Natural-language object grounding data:
------------------------------------
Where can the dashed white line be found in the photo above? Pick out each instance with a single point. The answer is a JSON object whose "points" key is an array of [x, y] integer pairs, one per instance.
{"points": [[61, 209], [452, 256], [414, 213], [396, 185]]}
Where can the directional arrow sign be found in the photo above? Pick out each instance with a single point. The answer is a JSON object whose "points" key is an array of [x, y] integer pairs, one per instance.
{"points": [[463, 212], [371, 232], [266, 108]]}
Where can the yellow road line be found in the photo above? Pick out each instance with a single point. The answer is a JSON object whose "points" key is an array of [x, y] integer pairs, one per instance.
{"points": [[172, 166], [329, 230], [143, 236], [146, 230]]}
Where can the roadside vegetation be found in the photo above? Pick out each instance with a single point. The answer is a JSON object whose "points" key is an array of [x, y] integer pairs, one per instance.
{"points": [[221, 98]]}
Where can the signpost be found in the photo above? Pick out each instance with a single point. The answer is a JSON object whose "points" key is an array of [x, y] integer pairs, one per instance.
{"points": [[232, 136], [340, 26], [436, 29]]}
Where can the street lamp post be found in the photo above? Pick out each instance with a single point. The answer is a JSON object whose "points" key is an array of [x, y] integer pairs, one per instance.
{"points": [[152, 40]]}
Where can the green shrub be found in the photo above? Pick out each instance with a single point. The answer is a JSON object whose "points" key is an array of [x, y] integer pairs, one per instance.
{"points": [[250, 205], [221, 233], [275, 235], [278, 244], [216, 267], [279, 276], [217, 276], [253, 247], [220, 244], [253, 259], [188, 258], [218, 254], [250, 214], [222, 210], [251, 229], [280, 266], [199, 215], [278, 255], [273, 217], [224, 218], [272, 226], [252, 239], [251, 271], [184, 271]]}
------------------------------------
WHAT THIS TASK INVOLVES
Each entry above, in full, should be output exactly as it reads.

EXERCISE ANSWER
Where can the dashed white line be found in the photo above? Pick out each instance with a single point. The answer is a JSON object whose "points" key is an array of [x, y] integer pairs, one per instance.
{"points": [[61, 209], [452, 256], [414, 213], [396, 185]]}
Where can the directional arrow sign be found in the photo above? Pick out each instance with a single point. The answer is a JSON object whose "points" key is an array of [x, y] integer pairs, one per instance.
{"points": [[463, 212], [371, 232], [266, 108]]}
Where can the yellow road line be found in the photo above? Pick out each instance with a single point. The answer is a JSON object whose "points" key is an array of [x, y] integer pairs, one per instance.
{"points": [[172, 166], [329, 230], [143, 236], [146, 230]]}
Where can the roadside vegetation be found in the photo above? Pick out each instance with a single point. The answer is a JSON object whose "points" key is an array of [x, y] integer pairs, one per instance.
{"points": [[221, 98]]}
Where can the signpost be found in the photo above? Pick out each instance with a single point. The answer is a JSON object whose "points" key is an array of [x, y] integer pairs, one per instance.
{"points": [[232, 136], [340, 26], [436, 29]]}
Where can the street lamp post be found in the photo above? Pick out each instance with a single point. The answer is a JSON object whose "points" key is an array of [x, y] integer pairs, one per instance.
{"points": [[152, 40]]}
Where can the green shrub be found in the photo above? Pick out each instance with a single point. The answer is a JSON object whose "points" key is an array of [x, y] integer pairs, one per instance.
{"points": [[250, 205], [221, 233], [275, 235], [278, 244], [216, 267], [279, 276], [217, 276], [253, 247], [220, 244], [253, 259], [188, 258], [218, 254], [250, 214], [222, 210], [251, 229], [280, 266], [199, 215], [278, 255], [273, 217], [224, 218], [272, 226], [252, 239], [251, 271], [184, 271]]}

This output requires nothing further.